--- START Article ---

Reimplement jacobians using the vectorized forward mode

include/clad/Differentiator/Array.h

@@ -446,6 +446,46 @@ operator/(const array<T>& arr1, const array<U>& arr2) {
                                                                        arr2);
 }
 
+/// Function to define element wise adding of an arrays and an array_ref.
+template <typename T, typename U>
+CUDA_HOST_DEVICE
+    array_expression<const array<T>&, BinaryAdd, const array_ref<U>&>
+    operator+(const array<T>& arr1, const array_ref<U>& arr2) {
+  assert(arr1.size() == arr2.size());
+  return array_expression<const array<T>&, BinaryAdd, const array_ref<U>&>(
+      arr1, arr2);
+}
+
+/// Function to define element wise adding of an arrays_ref and an array.
+template <typename T, typename U>
+CUDA_HOST_DEVICE
+    array_expression<const array_ref<T>&, BinaryAdd, const array<U>&>
+    operator+(const array_ref<T>& arr1, const array<U>& arr2) {
+  assert(arr1.size() == arr2.size());
+  return array_expression<const array_ref<T>&, BinaryAdd, const array<U>&>(
+      arr1, arr2);
+}
+
+/// Function to define element wise adding of an arrays and an array_ref.
+template <typename T, typename U>
+CUDA_HOST_DEVICE
+    array_expression<const array<T>&, BinarySub, const array_ref<U>&>
+    operator-(const array<T>& arr1, const array_ref<U>& arr2) {
+  assert(arr1.size() == arr2.size());
+  return array_expression<const array<T>&, BinarySub, const array_ref<U>&>(
+      arr1, arr2);
+}
+
+/// Function to define element wise adding of an arrays_ref and an array.
+template <typename T, typename U>
+CUDA_HOST_DEVICE
+    array_expression<const array_ref<T>&, BinarySub, const array<U>&>
+    operator-(const array_ref<T>& arr1, const array<U>& arr2) {
+  assert(arr1.size() == arr2.size());
+  return array_expression<const array_ref<T>&, BinarySub, const array<U>&>(
+      arr1, arr2);
+}
+
 } // namespace clad
 
 #endif // CLAD_ARRAY_H

include/clad/Differentiator/ArrayExpression.h

@@ -121,6 +121,45 @@ class array_expression {
         const array_expression<LeftExp, BinaryOp, RightExp>&, BinaryDiv, RE>(
         *this, r);
   }
+  // Operator overload for addition.

--- END Article ---
--- START Data extract ---

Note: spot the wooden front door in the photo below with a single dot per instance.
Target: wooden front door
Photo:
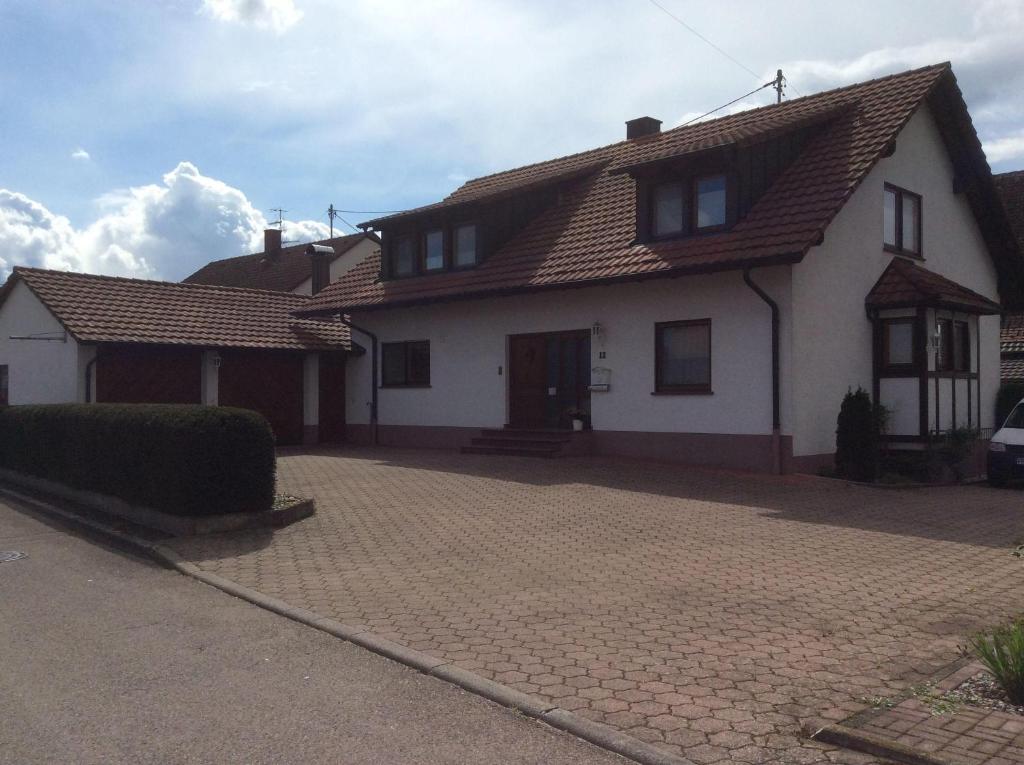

--- END Data extract ---

## [Exercise]
Resume the diff on reimplementing Jacobians with the vectorized forward mode, starting right after its final line, "// Operator overload for addition."

## [The reply]
+  template <typename L1, typename BinOp1, typename R1, typename L2,
+            typename BinOp2, typename R2>
+  array_expression<const array_expression<L1, BinOp1, R1>&, BinaryAdd,
+                   const array_expression<L2, BinOp2, R2>&>
+  operator+(const array_expression<L2, BinOp2, R2>& r) const {
+    return array_expression<const array_expression<L1, BinOp1, R1>&, BinaryAdd,
+                            const array_expression<L2, BinOp2, R2>&>(*this, r);
+  }
+
+  // Operator overload for multiplication.
+  template <typename L1, typename BinOp1, typename R1, typename L2,
+            typename BinOp2, typename R2>
+  array_expression<const array_expression<L1, BinOp1, R1>&, BinarySub,
+                   const array_expression<L2, BinOp2, R2>&>
+  operator*(const array_expression<L2, BinOp2, R2>& r) const {
+    return array_expression<const array_expression<L1, BinOp1, R1>&, BinaryMul,
+                            const array_expression<L2, BinOp2, R2>&>(*this, r);
+  }
+
+  // Operator overload for subtraction.
+  template <typename L1, typename BinOp1, typename R1, typename L2,
+            typename BinOp2, typename R2>
+  array_expression<const array_expression<L1, BinOp1, R1>&, BinarySub,
+                   const array_expression<L2, BinOp2, R2>&>
+  operator-(const array_expression<L2, BinOp2, R2>& r) const {
+    return array_expression<const array_expression<L1, BinOp1, R1>&, BinarySub,
+                            const array_expression<L2, BinOp2, R2>&>(*this, r);
+  }
+
+  // Operator overload for division.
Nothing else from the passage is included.